┏━━

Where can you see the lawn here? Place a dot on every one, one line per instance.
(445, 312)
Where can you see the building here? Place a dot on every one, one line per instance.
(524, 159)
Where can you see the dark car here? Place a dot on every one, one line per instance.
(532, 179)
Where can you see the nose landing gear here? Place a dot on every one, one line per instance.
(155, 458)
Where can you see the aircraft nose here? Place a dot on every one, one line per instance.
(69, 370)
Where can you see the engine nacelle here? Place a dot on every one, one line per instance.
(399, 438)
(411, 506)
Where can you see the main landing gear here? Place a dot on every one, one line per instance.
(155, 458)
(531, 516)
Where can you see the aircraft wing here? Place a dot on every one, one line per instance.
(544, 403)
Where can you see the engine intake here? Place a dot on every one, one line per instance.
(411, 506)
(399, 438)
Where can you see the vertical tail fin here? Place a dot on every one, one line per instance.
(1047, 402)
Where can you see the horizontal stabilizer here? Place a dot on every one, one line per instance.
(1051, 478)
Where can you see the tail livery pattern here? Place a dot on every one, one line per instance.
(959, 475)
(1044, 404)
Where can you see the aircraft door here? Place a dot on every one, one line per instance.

┗━━

Work instructions
Will you set down all of the records above again, word for word and line for line?

Solved problem
Where can you see the lawn here? Place a dot on every one, one line per instance.
(445, 312)
Where can you see the building here? Place a dot on every one, one line per instance.
(524, 159)
Where can you see the dark car here? Place a dot on every one, one line per instance.
(532, 179)
Where can you see the nose landing gear here? Place a dot on every one, one line per instance.
(155, 458)
Where can you see the aircraft nose here? Place a dot on every one, one line per instance.
(69, 370)
Where can you see the engine nacelle here? Place a dot on every one, one line per instance.
(399, 438)
(411, 506)
Where can you see the main landing gear here? Place a dot on every one, one line per instance.
(155, 458)
(531, 516)
Where can you see the aircraft wing here? Place a dot on every one, one line per instance.
(544, 403)
Where can you see the engine intake here? Place a dot on every one, one line per instance.
(411, 506)
(399, 438)
Where can you see the vertical tail fin here? Place a dot on every one, one line per instance.
(1047, 402)
Where can you see the horizontal stabilizer here? Place a dot on every one, one line per instance.
(1051, 478)
Where can you see the tail livery pattern here? Place a dot on every one, one line per instance.
(959, 475)
(1044, 404)
Where can you see the aircraft door here? Place a dot on every one, one line per instance.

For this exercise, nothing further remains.